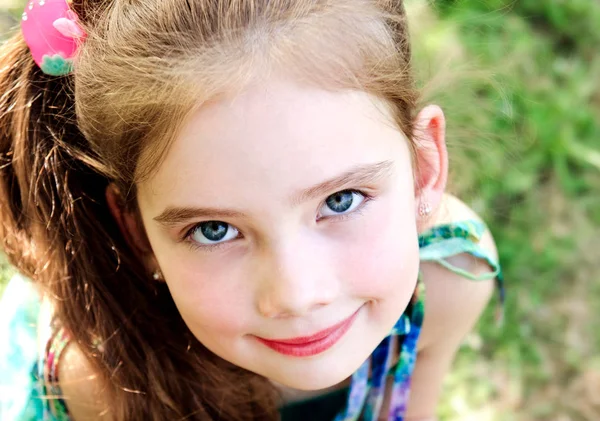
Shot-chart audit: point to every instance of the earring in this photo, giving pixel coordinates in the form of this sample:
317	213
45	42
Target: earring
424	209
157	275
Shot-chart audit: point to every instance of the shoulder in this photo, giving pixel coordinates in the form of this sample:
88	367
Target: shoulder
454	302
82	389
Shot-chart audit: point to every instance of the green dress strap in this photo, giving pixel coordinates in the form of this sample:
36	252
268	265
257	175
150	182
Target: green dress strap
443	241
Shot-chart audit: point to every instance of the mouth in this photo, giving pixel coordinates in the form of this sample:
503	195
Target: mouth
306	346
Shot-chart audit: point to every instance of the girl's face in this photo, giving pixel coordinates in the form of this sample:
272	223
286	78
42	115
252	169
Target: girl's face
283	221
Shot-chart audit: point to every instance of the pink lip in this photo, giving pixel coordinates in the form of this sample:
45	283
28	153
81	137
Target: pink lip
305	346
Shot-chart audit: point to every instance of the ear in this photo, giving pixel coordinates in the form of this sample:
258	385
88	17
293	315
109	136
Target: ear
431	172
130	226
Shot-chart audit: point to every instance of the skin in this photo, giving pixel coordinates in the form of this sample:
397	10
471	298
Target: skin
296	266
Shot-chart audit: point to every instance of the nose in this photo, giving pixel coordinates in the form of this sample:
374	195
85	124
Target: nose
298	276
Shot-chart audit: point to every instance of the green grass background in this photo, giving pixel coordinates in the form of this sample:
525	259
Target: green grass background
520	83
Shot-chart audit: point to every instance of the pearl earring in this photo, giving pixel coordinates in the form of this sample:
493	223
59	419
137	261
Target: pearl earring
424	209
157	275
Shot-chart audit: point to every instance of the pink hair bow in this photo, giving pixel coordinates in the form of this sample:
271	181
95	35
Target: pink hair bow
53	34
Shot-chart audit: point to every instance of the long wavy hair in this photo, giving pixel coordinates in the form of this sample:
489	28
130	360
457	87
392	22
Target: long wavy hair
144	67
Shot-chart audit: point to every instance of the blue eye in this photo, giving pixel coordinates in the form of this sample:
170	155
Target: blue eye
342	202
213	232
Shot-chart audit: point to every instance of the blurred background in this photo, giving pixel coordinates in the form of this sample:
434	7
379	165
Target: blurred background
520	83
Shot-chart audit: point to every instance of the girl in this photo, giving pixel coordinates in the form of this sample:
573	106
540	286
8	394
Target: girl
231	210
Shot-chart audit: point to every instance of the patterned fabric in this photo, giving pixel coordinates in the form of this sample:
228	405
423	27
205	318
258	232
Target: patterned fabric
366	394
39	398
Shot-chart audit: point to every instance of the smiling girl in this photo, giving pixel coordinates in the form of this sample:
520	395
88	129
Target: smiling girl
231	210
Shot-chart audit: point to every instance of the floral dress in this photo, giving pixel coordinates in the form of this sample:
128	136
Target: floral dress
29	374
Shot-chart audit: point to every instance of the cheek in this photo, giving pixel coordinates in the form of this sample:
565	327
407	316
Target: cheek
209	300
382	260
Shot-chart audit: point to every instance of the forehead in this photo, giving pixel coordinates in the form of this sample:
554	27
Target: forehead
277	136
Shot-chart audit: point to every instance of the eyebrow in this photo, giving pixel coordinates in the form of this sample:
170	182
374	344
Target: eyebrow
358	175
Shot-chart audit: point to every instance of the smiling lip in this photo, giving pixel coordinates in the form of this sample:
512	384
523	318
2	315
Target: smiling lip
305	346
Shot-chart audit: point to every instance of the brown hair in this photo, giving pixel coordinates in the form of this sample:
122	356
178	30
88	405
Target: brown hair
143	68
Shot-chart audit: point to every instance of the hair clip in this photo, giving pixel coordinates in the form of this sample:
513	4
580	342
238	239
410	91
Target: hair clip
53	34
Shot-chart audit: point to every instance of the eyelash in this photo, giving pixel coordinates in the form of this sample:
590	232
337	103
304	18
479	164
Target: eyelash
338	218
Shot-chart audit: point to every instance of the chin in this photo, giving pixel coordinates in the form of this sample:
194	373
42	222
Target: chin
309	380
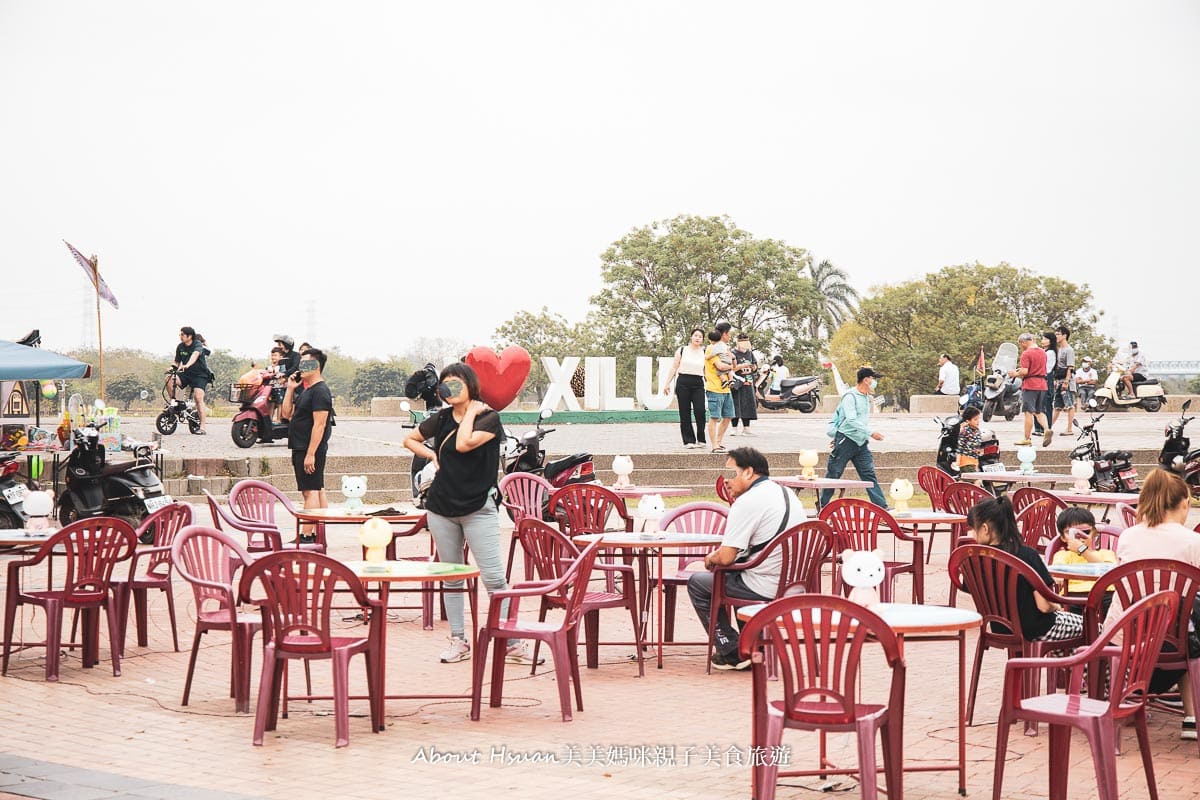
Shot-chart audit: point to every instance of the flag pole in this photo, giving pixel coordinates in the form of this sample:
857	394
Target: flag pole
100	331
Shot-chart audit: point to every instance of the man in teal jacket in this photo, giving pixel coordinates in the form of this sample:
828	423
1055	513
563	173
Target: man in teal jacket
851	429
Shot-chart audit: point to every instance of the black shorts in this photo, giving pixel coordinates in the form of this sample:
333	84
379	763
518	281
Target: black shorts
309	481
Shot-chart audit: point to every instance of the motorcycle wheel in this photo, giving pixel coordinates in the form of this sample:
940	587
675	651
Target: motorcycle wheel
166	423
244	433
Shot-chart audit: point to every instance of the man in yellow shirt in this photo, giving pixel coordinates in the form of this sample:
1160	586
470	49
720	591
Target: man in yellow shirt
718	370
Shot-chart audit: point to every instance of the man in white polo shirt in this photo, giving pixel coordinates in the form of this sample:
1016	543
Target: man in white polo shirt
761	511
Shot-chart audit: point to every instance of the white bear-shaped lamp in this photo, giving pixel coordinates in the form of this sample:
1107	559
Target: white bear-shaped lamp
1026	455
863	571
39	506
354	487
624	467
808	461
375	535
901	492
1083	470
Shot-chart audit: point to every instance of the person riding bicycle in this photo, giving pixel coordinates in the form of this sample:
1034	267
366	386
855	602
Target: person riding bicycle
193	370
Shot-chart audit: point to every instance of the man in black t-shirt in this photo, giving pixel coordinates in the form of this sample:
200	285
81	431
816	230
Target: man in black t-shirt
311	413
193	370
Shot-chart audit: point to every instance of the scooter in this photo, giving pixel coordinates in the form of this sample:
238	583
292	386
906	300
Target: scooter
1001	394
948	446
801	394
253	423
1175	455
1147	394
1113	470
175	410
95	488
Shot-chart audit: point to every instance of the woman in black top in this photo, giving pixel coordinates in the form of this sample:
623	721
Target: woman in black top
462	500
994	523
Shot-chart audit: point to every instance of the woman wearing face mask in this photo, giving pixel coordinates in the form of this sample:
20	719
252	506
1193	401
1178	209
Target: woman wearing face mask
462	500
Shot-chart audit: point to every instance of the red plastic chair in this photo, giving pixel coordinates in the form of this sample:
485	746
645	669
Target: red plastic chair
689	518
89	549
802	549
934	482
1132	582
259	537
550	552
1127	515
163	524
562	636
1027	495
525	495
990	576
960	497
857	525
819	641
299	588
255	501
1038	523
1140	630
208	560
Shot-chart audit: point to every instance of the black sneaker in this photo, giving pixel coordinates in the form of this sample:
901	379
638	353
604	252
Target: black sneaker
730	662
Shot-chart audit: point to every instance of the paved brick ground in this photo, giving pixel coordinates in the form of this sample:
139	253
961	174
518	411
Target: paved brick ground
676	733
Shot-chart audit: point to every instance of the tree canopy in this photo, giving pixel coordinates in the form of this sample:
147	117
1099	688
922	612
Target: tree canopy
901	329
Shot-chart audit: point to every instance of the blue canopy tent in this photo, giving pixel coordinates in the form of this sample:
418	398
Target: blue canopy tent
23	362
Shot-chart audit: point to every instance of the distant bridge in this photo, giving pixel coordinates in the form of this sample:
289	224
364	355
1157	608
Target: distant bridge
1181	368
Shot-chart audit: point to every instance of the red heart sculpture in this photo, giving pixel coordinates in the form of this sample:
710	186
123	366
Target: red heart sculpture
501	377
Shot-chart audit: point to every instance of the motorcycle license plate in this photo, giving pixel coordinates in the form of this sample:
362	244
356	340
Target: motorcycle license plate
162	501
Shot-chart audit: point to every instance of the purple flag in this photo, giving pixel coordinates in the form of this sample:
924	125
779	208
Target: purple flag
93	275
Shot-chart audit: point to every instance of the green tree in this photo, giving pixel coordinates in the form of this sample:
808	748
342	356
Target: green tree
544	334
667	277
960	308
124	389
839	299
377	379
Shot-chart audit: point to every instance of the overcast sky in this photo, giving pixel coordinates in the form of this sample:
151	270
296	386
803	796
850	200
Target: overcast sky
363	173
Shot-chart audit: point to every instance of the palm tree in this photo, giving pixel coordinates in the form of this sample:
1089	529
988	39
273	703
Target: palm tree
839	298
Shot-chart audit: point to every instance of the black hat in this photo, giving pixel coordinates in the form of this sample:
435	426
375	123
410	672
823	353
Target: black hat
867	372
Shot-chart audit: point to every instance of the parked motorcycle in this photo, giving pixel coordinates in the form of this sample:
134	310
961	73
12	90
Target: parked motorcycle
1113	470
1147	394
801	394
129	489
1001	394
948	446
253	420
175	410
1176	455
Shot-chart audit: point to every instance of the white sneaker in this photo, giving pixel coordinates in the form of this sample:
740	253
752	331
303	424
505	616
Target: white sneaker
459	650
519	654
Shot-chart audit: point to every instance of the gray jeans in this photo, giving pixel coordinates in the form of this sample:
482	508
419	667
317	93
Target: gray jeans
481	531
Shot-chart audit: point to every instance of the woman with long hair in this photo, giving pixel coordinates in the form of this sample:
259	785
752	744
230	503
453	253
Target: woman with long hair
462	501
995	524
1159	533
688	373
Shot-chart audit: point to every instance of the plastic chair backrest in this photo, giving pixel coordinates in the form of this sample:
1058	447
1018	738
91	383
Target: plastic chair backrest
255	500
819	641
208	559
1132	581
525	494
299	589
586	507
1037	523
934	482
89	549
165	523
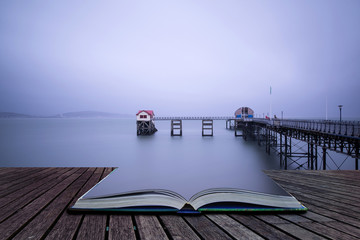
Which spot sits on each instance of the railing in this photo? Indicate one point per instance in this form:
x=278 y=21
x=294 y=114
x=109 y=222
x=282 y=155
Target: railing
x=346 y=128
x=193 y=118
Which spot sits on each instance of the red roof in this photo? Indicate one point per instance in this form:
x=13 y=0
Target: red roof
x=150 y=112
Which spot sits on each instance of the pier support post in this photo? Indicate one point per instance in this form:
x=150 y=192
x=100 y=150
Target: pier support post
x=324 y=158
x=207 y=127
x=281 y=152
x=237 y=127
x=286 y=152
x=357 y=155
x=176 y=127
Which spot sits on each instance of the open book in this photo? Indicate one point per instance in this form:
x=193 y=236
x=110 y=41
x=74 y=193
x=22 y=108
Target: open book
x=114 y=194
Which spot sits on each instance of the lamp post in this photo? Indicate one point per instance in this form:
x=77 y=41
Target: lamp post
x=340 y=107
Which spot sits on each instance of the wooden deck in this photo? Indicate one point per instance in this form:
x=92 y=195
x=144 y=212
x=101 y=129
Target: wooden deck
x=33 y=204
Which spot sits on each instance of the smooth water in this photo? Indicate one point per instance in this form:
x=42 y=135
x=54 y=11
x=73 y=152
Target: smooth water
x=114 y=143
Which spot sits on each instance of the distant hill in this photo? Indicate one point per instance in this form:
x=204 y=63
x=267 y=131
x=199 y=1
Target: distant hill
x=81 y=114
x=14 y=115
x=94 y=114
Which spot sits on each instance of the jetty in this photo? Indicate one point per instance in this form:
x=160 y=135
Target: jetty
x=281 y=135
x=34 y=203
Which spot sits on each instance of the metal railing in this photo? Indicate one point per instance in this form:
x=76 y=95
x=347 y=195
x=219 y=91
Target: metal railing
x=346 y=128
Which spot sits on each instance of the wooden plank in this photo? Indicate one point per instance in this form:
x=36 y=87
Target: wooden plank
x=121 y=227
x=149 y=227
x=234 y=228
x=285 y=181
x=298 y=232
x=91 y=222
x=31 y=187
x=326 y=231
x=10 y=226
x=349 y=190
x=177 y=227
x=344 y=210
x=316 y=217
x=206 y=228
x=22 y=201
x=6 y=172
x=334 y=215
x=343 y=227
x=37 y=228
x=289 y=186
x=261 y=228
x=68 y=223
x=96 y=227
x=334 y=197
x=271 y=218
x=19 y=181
-*-*-
Task details =>
An exact copy is needed of the closing lines of the entries above, counting from the one that contains "Which spot sits on each instance of the wooden deck" and including it and the last.

Solution to this task =>
Which spot sits on each instance of the wooden deck in this photo? Indicate one point per instance in this form:
x=92 y=195
x=144 y=212
x=101 y=129
Target: wooden deck
x=33 y=204
Which spot sits on each instance of the smooth water in this photo? Indicate one point per instance in this form:
x=42 y=135
x=54 y=11
x=73 y=152
Target: smooth water
x=114 y=143
Which spot sits on each instance of the distant hill in this photo? Indicate one point per instance in this form:
x=204 y=63
x=267 y=131
x=199 y=1
Target: distant hill
x=81 y=114
x=14 y=115
x=94 y=114
Which spot sits on each instance of the jetty in this photo? Indicate one point per instance in this form:
x=160 y=135
Target: jetty
x=281 y=135
x=34 y=203
Which spot sits on each instance of the metal railing in this photo? Indicate one point per instance in this form:
x=76 y=95
x=347 y=195
x=219 y=91
Target: metal railing
x=346 y=128
Which spot sits on each instance of the wooden plank in this photo? Indicate one point per instance in this form:
x=36 y=87
Target: wooden plank
x=121 y=227
x=149 y=227
x=234 y=228
x=285 y=181
x=298 y=232
x=91 y=222
x=31 y=187
x=326 y=231
x=10 y=226
x=349 y=190
x=177 y=227
x=344 y=210
x=316 y=217
x=206 y=228
x=22 y=201
x=6 y=172
x=334 y=215
x=343 y=227
x=37 y=228
x=289 y=186
x=261 y=228
x=68 y=223
x=96 y=227
x=334 y=197
x=271 y=218
x=19 y=181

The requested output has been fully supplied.